** begin Records supplied **

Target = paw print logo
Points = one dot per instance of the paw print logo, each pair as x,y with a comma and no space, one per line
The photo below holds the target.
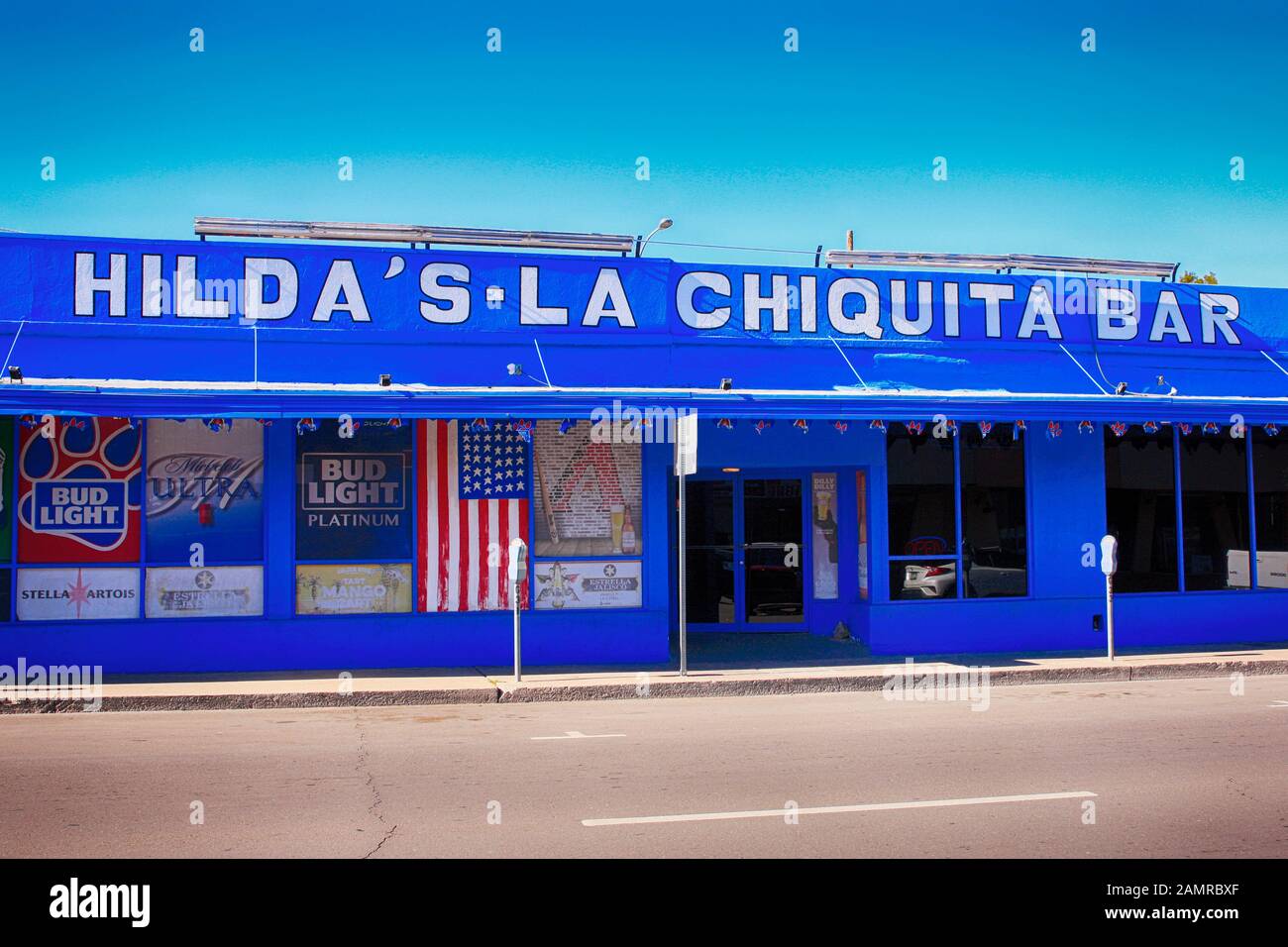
84,453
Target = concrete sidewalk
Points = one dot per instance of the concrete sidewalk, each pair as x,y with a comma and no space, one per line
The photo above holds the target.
768,665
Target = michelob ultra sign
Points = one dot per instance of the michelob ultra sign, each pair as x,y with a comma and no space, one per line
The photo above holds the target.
78,491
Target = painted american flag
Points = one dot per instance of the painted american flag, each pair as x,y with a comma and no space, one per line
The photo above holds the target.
475,486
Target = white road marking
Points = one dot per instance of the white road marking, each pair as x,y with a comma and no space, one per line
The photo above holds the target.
579,735
831,809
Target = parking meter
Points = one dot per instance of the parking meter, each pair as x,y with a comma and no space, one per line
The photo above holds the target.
518,566
516,571
1109,556
1109,566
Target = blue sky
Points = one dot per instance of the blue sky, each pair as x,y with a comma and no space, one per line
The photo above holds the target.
1121,153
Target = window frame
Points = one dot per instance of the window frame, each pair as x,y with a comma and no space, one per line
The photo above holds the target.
957,557
1179,493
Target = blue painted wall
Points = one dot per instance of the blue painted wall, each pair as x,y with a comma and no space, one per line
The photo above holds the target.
281,641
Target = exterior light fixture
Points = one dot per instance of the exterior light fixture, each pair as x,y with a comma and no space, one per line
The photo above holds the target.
413,234
665,223
1004,262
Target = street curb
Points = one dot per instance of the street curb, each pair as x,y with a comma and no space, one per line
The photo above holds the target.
1004,677
265,701
692,686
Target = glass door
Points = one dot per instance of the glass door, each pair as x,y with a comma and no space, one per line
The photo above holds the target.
746,553
773,535
708,560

** end Records supplied **

* _Task objective_
Could you arrange every line of the entries above as a JSON list of strings, one string per line, with blank lines dropped? Keep the pictures out of your answer.

* _Response for this exercise_
[
  "Target = paw print logo",
  "Points = one dot per instance of the paw print logo, each pair as x,y with a comma and no space, one per line",
  "The photo below holds the target.",
  "84,453",
  "Target = concrete sidewalk",
  "Points = one dot per instance of the concrete sidewalk, each pair as x,y with a comma and no space, one per line",
  "The photo above holds the target.",
  "768,665",
  "Target = michelob ultra sign",
  "Points = one dot per instance of the michelob ultra sign, each pair as x,y with a comma and no space, one per line",
  "The photo above holds the target.",
  "78,491",
  "Target = painted american flag",
  "Points = one dot per instance of the painted american flag, each pair as x,y with a comma and no space, one per line",
  "The photo above holds the target.",
  "475,486",
  "Target = white road marking",
  "Points = one dot per instance of the white road marking, each pair as x,y with a comma and no space, one per line",
  "The photo above holds the target.",
  "579,735",
  "831,809",
  "Target = parking meter",
  "Points = one dot per instance of the parking meter, each pair as x,y with a comma and no space, one per line",
  "The photo above holds the target.",
  "518,566",
  "516,571",
  "1109,556",
  "1109,566",
  "Target = blue sky",
  "Points = one dot per instance of the blue sky, each pair as x,y with a comma and no space, one per line",
  "The photo above holds the target.",
  "1121,153",
  "Target = window frame",
  "Points = one dot per instance of the window frame, each pair as x,y with a comma and no space, one per line",
  "The photo above holds the target.",
  "957,557",
  "1179,493",
  "Target = blue painted wall",
  "Points = one dot per instance of the blue painted wall, each pair as x,y with a comma and no space, one per line",
  "The photo above holds the target.",
  "281,641",
  "Target = exterior light fixture",
  "Points = one dot per instance of the exterior light fixture, each pair as x,y with a comma and no space, one per line",
  "The photo above holds the target.",
  "413,234",
  "665,223",
  "1004,262",
  "Target = street curb",
  "Points = one dot per instance of the street curb, each pair as x,y with a comma and no space, one per line",
  "The photo above holds the target.",
  "1004,677",
  "265,701",
  "692,686",
  "Target = glass door",
  "Points = one dot per instance of the glass door, each pair as x,y with a comma and no space, one per line",
  "The photo above holds the target.",
  "746,553",
  "773,535",
  "708,560"
]